(Exercise text Opens)

Like the Cambridge theater company “that seemed to do only German plays,” the Cambridge City Shelter is generically named for the city of its location. Unlike the theater company, the homeless shelter at least seems to be properly nouned. Late in the novel’s first third, in a section where a few of the Ennet House residents are getting their first real introductions, the Cambridge City Shelter appears in this anecdote:
A long-time-ago former DMV Driver’s License Examiner, Burt F. Smith is forty-five and looks seventy, has almost all-white hair that’s waxy and yellow from close-order smoke, and finally got into Ennet House last month after nine months stuck in the Cambridge City Shelter. Burt F. Smith’s story is he’s making his like fiftieth-odd stab at sobriety in AA. Once devoutly R.C., Burt F.S. has potentially lethal trouble with Faith In A Loving God ever since the R.C. Church apparently granted his wife an annulment in like B.S. ‛99 after fifteen years of marriage.
The only problem is that there doesn’t seem to be any such place with that name, now or formerly. Google returns no likely candidates, though it does find the 1995 New Yorker where this chapter appears as a short story, and Burt F. Smith is named Joe Smith. (A worthy late adjustment, I think.)

(Exercise text Closes)
(Supplied data Opens)

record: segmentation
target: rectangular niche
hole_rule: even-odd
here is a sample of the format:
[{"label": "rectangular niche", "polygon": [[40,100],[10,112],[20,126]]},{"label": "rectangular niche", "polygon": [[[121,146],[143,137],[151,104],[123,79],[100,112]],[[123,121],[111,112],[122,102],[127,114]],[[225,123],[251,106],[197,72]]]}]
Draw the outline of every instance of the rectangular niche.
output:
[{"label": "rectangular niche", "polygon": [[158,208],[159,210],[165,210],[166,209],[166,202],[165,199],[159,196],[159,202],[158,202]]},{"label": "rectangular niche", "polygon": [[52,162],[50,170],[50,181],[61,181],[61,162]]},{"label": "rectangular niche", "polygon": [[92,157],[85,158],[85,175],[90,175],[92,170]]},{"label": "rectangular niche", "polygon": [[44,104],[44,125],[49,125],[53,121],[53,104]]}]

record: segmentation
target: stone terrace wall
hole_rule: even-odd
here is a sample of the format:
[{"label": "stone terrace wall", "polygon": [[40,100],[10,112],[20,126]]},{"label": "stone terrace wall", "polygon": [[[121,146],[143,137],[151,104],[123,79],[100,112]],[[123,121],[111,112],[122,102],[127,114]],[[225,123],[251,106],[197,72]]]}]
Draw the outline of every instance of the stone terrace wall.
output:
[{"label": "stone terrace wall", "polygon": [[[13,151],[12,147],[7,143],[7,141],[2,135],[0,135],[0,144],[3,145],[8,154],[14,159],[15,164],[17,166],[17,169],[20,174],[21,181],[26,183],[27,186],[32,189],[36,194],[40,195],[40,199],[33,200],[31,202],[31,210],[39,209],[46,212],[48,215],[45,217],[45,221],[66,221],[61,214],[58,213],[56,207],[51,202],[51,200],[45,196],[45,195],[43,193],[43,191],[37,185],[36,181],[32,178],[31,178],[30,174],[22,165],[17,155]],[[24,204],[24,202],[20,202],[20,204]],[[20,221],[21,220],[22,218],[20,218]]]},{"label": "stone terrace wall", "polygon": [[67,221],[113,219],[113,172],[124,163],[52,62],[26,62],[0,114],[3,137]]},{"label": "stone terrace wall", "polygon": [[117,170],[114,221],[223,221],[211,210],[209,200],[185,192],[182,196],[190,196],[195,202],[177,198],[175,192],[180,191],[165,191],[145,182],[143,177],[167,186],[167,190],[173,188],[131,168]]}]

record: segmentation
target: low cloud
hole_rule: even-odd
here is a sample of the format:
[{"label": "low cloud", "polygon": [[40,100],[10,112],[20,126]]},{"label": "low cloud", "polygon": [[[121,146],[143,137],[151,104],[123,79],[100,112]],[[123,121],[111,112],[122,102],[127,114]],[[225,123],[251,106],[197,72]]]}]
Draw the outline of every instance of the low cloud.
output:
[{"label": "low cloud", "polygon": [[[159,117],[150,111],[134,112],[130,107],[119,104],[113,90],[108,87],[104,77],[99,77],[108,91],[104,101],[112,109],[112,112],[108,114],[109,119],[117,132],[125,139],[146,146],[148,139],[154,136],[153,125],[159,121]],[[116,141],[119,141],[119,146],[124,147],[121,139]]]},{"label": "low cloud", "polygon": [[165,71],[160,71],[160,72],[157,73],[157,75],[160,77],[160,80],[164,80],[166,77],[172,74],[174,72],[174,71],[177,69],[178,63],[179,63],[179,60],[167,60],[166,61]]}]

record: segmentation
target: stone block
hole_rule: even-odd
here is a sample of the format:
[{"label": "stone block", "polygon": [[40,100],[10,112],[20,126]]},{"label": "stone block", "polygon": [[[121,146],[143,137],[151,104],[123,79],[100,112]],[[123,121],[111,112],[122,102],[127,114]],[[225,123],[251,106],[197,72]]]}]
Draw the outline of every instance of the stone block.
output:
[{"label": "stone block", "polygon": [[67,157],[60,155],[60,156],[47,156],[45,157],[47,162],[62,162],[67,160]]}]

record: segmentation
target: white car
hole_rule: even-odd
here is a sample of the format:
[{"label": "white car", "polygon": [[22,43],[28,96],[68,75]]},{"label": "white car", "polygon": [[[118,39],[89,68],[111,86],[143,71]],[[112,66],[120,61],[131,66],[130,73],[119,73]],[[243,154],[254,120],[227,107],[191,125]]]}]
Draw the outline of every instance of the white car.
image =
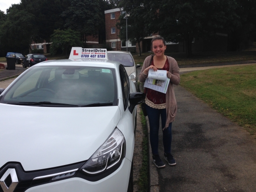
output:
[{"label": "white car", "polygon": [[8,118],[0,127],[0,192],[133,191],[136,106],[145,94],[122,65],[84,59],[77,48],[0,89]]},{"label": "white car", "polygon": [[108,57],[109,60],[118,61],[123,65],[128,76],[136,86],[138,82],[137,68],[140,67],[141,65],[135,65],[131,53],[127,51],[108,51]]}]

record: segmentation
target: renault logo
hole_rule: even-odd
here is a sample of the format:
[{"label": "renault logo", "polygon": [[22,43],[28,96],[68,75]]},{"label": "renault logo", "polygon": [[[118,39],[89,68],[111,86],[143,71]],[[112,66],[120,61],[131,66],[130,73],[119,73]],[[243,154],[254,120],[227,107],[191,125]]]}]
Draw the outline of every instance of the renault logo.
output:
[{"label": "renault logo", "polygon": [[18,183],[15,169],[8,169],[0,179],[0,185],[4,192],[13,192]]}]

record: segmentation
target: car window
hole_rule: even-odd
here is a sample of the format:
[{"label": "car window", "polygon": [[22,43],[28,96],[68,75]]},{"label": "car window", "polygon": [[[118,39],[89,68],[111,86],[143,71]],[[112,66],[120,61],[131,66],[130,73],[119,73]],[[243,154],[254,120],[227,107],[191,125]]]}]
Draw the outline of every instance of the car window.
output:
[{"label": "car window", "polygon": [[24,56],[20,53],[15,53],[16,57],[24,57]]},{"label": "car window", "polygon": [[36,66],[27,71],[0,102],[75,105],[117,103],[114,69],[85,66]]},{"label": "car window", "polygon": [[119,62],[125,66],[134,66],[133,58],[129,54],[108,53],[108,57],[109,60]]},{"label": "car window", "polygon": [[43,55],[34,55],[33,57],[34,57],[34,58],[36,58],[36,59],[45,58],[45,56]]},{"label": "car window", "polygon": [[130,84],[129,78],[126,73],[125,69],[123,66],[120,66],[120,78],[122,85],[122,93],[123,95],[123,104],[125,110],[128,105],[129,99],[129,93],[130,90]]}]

(Supplied data Closes)
(Supplied data Opens)

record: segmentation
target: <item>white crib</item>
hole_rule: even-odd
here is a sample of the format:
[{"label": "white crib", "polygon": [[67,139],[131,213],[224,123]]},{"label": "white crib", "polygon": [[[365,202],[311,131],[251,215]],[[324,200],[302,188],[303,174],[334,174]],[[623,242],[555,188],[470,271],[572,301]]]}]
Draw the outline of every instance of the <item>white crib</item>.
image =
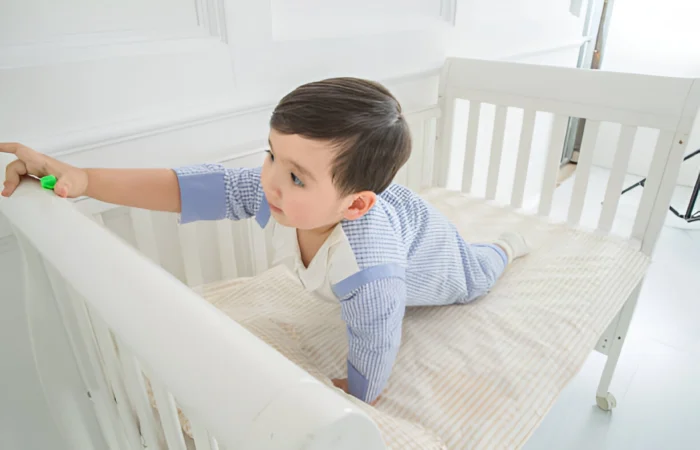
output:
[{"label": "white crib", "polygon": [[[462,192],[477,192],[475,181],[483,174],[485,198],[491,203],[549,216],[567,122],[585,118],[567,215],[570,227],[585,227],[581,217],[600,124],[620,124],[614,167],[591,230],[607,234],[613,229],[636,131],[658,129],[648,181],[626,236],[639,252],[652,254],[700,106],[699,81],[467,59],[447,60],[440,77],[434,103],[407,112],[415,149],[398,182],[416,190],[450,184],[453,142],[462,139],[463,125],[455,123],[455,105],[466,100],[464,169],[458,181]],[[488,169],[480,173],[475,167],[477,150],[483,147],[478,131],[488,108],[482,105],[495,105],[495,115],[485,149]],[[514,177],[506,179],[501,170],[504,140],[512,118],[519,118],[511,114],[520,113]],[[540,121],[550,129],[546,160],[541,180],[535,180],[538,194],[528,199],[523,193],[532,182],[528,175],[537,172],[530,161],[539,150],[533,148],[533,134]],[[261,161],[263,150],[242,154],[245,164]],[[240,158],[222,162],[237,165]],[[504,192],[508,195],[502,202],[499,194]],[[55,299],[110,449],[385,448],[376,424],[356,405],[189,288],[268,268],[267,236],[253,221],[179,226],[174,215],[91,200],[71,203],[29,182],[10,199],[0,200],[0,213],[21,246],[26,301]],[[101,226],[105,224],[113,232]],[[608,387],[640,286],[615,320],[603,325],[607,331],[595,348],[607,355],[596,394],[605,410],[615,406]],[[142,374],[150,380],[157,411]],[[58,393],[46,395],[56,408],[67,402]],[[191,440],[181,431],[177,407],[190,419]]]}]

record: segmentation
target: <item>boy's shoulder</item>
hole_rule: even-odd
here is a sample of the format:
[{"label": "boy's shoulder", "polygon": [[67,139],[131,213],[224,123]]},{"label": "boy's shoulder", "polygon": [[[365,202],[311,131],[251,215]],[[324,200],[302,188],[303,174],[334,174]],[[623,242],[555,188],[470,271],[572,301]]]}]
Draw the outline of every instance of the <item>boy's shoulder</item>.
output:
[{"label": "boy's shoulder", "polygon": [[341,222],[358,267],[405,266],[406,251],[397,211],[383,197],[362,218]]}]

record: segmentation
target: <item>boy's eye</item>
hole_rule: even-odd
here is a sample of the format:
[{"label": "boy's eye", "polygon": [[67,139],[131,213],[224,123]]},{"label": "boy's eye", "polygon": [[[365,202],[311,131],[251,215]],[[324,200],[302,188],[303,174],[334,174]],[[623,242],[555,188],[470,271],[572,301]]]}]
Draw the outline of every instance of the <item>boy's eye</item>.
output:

(Supplied data Closes)

Tasks to complete ->
a. From the commentary on the Cambridge City Shelter, quote the passage from "The only problem" to "adjustment, I think.)".
b. In the commentary on the Cambridge City Shelter, what name does Burt F. Smith have in the 1995 New Yorker short story version of the chapter?
c. Carry the commentary on the Cambridge City Shelter forward from its final sentence.

Response list ->
a.
The only problem is that there doesn’t seem to be any such place with that name, now or formerly. Google returns no likely candidates, though it does find the 1995 New Yorker where this chapter appears as a short story, and Burt F. Smith is named Joe Smith. (A worthy late adjustment, I think.)

b. Joe Smith.

c.
When I visited, I found no outward sign of there being a homeless shelter in the Lutheran church at 66 Winthrop, a few blocks south of Harvard Square. But the address seemed to check out, and the church was a far more likely spot for a shelter than the pizza joint next door.
I began snapping photos, albeit self-consciously, unsure that I had the right place, not to mention: what would passersby think? Of course, this was an issue at almost every location I visited. (And the less said about the woman who stopped me in the parking lot at a children’s hospital, the better.) At least here there was no chance anyone inside could actually see me.
Then, on the corner where the first photo above was taken, a woman walked up and asked—simple curiosity, not suspicion this time—about what I was doing. An amateur photographer herself (we made small talk and I pretended I knew what I was doing with a Lumix GH2) she was in fact doing volunteer work at this particular homeless shelter (confirmation!) on a visit from the interior West, Wyoming or Montana, I think. I believe she even said that there were two homeless shelters here, though I wasn’t able afterward to figure out what that meant.
Still, she was a rare, useful (and friendly!) on-site resource. We of course discussed this project, and the shelter’s tiny role in the book. Although she wasn’t familiar with Infinite Jest, she left me with a promise to look this up in a year or so. If she appears in the comments, I’ll be very gratified. And my experience was quite unlike that of poor Burt F. Smith—with her assist, I left here feeling anything but “stuck.”